[Tugas Latihan]: Lanjutkan teks di bawah tentang rencana Barbados menjadi republik, mulai dari sesudah kalimat terakhirnya.

Barbados berencana mencopot Ratu Elizabeth dari Inggris sebagai kepala negaranya dan menjadi sebuah republik. Para pengamat mengemukakan bekas koloni Inggris itu memperdebatkan langkah itu selama beberapa dekade tetapi gerakan Black Lives Matter dan kebencian atas perlakuan Inggris terhadap migran Karibia berperan sebagai katalisator. Akan tetapi seorang anggota parlemen Inggris terkemuka menyalahkan China yang menekan Barbados agar memutuskan hubungan dengan Inggris.
Ratu Elizabeth mengunjungi Barbados terakhir kali pada malam kemerdekaannya dari Inggris tahun 1966. Negara kepulauan itu mempertahankan raja atau ratu sebagai kepala negara.
Pada pembukaan sesi baru Parlemen bulan lalu, gubernur jenderal negara pulau yang mewakili pihak kerajaan namun berbicara atas saran perdana menteri dengan perkataannya sendiri menyampaikan bahwa sudah waktunya untuk "meninggalkan masa kolonial yang lalu dengan sepenuhnya.”
“Masyarakat ingin dipimpin oleh kepala negara asal Barbados sendiri. Pernyataan yang meyakinkan itu menunjukkan siapa kita dan apa yang mampu kita capai. Karenanya, Barbados akan mengambil langkah wajar dalam pencapaian kedaulatan penuh selanjutnya untuk menjadi sebuah republik ketika memperingati ulang tahun kemerdekaan ke-55,” ujar Mason.

[Data Tersimpan]:
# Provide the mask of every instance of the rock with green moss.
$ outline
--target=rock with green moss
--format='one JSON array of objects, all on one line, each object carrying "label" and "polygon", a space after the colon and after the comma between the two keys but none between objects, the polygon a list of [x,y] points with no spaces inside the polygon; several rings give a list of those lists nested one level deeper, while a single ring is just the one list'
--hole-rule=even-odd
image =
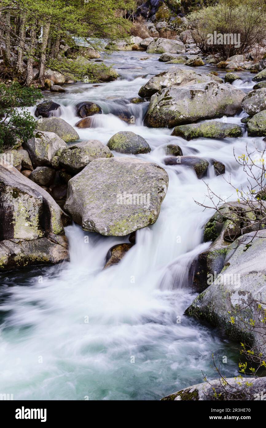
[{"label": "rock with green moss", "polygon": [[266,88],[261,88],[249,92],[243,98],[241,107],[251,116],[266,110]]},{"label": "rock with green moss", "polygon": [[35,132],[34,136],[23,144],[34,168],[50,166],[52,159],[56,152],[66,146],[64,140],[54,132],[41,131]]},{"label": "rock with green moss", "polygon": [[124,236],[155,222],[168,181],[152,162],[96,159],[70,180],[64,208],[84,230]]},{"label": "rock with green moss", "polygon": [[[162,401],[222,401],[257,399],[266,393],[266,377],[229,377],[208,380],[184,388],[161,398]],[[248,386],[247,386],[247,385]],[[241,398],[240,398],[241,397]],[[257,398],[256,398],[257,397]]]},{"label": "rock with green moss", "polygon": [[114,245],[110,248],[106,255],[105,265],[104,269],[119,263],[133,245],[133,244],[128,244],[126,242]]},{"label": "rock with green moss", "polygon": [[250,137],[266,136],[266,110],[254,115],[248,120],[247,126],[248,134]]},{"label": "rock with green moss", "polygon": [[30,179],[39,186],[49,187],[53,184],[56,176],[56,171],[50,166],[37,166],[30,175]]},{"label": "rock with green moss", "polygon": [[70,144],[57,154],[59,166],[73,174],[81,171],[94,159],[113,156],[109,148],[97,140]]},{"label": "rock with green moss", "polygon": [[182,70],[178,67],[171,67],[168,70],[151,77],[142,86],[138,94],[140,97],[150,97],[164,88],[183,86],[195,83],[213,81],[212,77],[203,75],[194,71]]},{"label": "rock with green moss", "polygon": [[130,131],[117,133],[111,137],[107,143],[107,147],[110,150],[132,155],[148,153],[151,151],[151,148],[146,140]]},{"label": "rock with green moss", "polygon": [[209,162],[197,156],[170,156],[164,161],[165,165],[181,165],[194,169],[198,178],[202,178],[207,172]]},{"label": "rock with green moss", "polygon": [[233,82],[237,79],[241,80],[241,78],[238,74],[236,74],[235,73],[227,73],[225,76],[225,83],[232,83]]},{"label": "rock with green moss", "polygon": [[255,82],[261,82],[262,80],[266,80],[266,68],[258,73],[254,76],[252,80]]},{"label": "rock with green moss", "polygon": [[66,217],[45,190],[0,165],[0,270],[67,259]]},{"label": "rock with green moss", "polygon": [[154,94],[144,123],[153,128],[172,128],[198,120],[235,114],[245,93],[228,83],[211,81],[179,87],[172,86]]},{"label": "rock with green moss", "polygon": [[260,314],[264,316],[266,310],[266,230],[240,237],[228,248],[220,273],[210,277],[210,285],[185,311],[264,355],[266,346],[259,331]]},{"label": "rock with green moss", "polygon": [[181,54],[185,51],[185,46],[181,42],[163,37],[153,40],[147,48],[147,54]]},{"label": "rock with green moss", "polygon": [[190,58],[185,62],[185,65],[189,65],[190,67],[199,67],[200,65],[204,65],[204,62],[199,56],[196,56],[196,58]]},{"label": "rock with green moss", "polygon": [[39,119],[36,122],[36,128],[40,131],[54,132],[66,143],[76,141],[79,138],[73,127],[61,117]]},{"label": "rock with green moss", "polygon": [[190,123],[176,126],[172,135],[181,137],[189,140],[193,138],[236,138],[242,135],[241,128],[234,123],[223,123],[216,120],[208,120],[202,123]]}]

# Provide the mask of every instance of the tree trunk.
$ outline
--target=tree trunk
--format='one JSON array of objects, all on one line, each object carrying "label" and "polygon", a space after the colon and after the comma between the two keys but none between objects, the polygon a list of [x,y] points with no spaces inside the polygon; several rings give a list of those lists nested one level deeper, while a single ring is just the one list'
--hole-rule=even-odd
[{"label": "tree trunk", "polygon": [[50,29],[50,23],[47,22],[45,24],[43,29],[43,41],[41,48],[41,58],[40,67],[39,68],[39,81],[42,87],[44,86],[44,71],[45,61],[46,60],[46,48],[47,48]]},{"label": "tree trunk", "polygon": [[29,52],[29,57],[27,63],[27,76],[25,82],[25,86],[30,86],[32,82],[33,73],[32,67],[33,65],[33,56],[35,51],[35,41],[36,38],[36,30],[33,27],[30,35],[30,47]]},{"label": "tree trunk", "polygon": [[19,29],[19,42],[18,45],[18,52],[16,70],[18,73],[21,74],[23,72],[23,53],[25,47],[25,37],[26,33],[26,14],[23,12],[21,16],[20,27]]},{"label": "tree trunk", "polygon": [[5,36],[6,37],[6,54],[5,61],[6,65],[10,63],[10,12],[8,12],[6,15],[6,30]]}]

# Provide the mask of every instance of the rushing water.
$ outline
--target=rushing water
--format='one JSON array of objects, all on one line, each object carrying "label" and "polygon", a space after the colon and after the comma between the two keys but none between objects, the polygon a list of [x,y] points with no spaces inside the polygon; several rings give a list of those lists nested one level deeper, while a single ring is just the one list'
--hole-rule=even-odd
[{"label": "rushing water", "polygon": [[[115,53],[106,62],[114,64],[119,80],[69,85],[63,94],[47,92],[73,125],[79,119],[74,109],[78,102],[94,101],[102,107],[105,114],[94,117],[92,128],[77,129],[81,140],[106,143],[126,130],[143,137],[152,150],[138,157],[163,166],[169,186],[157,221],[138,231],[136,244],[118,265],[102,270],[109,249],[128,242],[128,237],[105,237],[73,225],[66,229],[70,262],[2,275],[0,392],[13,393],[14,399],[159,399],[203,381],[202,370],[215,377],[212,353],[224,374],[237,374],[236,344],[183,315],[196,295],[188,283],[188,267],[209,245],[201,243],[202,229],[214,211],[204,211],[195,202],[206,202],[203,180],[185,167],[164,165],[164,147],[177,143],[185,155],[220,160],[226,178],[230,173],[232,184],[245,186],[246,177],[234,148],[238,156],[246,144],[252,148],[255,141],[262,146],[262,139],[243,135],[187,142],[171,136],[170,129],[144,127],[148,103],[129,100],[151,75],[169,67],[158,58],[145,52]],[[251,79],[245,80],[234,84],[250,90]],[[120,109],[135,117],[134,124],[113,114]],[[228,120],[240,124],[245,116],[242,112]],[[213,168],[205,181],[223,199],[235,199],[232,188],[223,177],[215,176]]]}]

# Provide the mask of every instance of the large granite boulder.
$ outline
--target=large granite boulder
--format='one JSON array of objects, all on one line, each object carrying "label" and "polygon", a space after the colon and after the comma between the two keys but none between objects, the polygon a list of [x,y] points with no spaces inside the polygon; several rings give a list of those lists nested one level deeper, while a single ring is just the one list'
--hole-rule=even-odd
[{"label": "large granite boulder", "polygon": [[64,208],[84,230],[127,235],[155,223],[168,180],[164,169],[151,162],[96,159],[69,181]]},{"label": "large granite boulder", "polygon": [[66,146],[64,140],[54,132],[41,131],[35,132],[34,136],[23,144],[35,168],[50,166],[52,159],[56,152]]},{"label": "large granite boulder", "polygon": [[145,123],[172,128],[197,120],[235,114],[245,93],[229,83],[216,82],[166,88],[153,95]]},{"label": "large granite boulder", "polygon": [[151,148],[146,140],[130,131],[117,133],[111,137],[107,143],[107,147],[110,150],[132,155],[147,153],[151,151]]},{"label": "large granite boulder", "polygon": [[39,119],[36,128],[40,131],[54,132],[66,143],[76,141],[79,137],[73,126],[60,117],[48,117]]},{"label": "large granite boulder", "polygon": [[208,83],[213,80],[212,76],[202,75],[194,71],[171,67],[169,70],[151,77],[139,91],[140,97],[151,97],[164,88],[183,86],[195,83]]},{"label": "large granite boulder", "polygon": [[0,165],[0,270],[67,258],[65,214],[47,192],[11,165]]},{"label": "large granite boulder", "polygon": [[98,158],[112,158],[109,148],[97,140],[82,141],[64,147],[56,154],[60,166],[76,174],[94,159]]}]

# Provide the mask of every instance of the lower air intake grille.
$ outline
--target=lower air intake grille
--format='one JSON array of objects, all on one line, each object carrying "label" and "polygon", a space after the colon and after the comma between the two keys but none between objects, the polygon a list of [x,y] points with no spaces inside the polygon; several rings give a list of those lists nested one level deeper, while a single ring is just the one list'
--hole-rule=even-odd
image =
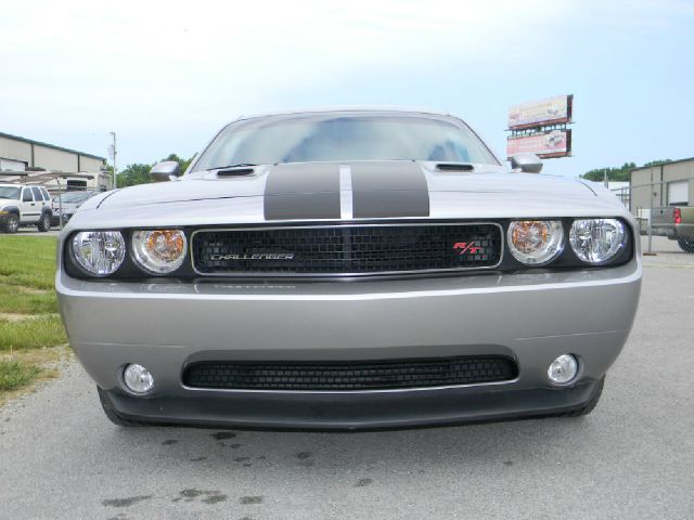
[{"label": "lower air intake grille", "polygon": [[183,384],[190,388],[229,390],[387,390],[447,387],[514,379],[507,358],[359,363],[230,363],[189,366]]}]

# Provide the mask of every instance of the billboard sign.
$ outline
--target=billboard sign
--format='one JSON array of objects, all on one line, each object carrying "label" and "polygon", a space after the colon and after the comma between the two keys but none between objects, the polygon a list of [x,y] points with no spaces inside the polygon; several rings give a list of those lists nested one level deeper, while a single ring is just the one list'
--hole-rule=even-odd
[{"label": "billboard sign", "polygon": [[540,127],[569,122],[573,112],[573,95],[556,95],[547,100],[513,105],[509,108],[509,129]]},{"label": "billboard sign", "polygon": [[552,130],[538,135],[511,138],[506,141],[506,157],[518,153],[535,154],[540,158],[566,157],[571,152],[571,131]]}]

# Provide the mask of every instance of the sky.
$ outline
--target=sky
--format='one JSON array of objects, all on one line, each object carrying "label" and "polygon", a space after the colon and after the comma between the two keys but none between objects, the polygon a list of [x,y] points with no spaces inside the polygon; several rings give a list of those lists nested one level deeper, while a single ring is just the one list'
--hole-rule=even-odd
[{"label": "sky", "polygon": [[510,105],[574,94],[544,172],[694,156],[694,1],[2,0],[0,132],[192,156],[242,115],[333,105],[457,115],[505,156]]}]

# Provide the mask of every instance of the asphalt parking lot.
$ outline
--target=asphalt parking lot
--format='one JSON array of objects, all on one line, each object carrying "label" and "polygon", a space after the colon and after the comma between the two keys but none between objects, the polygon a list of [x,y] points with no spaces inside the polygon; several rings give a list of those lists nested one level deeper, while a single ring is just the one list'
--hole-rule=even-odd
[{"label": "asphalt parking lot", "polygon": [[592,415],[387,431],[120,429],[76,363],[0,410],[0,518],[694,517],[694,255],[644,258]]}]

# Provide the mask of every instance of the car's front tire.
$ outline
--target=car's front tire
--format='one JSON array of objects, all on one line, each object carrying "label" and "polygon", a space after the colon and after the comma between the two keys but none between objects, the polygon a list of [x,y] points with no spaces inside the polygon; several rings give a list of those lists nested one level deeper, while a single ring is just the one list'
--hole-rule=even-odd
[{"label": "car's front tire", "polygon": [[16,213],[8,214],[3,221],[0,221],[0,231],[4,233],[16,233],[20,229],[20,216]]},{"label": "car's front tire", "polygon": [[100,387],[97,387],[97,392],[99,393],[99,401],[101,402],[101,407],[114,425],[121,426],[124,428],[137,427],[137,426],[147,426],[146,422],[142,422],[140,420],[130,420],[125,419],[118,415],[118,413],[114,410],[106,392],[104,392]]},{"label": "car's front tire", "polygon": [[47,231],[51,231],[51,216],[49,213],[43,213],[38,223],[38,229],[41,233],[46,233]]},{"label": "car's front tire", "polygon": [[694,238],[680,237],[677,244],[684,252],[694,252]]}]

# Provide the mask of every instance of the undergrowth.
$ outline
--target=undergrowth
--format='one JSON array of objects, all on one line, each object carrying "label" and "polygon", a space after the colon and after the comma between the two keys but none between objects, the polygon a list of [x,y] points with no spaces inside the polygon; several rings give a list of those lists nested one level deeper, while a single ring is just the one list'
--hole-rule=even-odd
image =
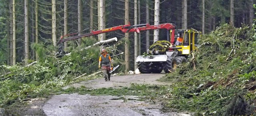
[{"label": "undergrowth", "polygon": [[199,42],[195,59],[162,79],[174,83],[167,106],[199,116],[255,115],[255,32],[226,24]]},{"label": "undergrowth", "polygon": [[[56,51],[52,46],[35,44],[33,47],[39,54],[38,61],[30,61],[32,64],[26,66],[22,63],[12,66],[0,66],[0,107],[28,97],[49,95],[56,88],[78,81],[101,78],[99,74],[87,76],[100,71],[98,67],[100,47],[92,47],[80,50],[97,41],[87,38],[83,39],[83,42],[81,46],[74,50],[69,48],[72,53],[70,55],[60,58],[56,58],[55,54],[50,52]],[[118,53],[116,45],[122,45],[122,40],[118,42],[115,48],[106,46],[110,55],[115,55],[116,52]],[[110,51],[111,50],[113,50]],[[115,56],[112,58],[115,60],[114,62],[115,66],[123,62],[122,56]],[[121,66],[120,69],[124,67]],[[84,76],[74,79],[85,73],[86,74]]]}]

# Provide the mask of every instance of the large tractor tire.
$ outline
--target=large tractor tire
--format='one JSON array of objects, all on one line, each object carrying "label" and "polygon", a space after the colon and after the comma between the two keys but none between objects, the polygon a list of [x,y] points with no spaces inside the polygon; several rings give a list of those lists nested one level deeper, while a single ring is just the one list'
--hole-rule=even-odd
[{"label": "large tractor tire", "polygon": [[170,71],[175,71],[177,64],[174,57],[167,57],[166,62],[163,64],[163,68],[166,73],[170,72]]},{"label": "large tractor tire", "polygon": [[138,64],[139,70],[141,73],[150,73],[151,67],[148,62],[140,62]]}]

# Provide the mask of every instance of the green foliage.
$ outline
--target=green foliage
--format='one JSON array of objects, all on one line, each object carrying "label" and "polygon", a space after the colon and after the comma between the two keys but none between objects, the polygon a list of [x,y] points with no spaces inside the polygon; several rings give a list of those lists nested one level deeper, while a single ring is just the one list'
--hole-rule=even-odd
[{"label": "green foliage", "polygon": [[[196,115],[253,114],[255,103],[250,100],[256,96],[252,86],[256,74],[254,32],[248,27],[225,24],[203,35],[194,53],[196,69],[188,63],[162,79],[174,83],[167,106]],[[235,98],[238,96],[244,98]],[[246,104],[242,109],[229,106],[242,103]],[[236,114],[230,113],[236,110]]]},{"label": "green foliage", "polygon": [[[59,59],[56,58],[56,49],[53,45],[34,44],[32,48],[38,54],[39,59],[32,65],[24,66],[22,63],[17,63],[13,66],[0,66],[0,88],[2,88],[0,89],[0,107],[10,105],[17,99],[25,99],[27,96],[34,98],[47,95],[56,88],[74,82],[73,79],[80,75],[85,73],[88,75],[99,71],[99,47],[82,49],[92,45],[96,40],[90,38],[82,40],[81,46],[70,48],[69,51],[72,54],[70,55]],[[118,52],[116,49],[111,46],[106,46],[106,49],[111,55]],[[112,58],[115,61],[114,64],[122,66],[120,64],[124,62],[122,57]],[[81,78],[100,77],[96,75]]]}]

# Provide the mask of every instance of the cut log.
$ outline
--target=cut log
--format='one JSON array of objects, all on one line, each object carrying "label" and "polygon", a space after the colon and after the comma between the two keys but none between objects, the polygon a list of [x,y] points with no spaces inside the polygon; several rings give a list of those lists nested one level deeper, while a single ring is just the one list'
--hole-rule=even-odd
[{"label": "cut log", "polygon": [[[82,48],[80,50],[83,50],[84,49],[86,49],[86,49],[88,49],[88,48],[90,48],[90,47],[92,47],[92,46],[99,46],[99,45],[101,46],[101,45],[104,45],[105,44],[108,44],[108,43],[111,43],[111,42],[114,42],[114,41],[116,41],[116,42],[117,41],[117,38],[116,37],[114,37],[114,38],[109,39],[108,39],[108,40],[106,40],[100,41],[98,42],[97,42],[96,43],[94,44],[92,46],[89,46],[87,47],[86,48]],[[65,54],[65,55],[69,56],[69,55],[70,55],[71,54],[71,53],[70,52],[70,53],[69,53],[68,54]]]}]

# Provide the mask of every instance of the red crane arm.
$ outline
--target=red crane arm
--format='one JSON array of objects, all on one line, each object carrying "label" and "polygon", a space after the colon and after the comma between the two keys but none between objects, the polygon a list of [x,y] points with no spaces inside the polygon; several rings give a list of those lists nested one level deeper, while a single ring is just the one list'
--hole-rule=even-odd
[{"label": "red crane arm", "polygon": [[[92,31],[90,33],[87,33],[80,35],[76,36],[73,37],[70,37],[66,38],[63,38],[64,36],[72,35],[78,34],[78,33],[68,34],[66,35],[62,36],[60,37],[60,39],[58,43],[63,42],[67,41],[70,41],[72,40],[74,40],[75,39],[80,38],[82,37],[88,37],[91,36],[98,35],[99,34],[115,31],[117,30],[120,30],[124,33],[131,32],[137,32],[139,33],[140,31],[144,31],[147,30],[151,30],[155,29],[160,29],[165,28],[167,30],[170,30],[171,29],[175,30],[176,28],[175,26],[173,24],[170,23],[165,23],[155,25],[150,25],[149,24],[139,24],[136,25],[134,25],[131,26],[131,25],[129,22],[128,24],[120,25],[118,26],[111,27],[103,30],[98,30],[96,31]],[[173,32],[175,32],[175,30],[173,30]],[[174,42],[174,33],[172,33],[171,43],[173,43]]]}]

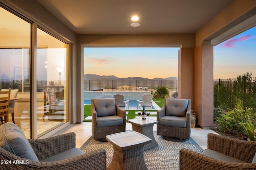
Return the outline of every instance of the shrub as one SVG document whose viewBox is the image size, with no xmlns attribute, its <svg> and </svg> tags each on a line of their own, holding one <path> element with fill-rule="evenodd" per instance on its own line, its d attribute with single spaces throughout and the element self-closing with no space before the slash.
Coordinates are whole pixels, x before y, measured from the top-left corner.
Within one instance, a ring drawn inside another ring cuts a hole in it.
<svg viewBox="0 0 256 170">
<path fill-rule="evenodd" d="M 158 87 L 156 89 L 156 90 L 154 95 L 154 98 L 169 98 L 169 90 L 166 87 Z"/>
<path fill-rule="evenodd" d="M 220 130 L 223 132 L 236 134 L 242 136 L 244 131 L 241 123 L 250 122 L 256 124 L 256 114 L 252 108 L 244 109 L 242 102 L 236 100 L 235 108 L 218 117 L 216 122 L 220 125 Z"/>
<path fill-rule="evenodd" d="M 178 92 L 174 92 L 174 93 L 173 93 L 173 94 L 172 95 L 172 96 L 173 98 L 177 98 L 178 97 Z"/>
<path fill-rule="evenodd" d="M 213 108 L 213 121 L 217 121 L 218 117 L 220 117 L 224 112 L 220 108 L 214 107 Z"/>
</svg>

[Jawaban Benar]:
Beberapa perubahan politik di dalam negeri tersebut mengarah kepada langkah seperti itu, kata pakar Persemakmuran Philip Murphy. “Di Barbados konsensus semakin berkembang untuk bergerak menuju sebuah republik selama sekitar 20 tahun. Pertanyaannya adalah apakah partai yang berkuasa punya mandat konstitusional untuk mewujudkannya. Partai Buruh Barbados sekarang ini memilikinya.”
Masa kolonial Inggris di masa lalu menjadi sorotan dengan bangkitnya gerakan Black Lives Matter, kata mantan Komisaris Tinggi Barbados untuk Inggris Guy Hewitt – yang kini menjadi pendeta di Florida, Amerika Serikat. “Tinjauan kembali hubungan kita dengan Inggris sebagai bekas kekuatan kolonial dan juga dengan keluarga kerajaan, terkait dengan bagaimana posisi mereka dalam masalah ini."
Hewitt juga mengutip skandal yang dikenal ‘Windrush’ sebagai titik balik. Setelah Perang Dunia Kedua, ribuan migran berdatangan ke Inggris dari bekas koloni di Karibia. Pada 2018 terungkap bahwa ratusan orang ditahan secara ilegal dan tidak memperoleh hak-hak dasar mereka. Puluhan migran dipulangkan kembali ke Karibia meski memenuhi syarat sebagai warga negara Inggris.
“Kami menyadari 'mother country', demikian julukan Inggrisnya, tidak tertarik pada kesejahteraan dan kehidupan orang-orang dari Karibia yang mengadu nasib, melakukan perjalanan dari Barbados, dan turut membangun Inggris setelah masa Perang Dunia Kedua,” tambah Hewitt.
Pihak Kerajaan Inggris menyatakan masa depan kepemimpian seorang kepala negara tersebut tergantung pada rakyat Barbados sendiri.
Tom Tugendhat, ketua Komite Pemilihan Urusan Luar Negeri Parlemen Inggris, menyalahkan tekanan China atas Barbados untuk mencopot Ratu Inggris sebagai kepala negara.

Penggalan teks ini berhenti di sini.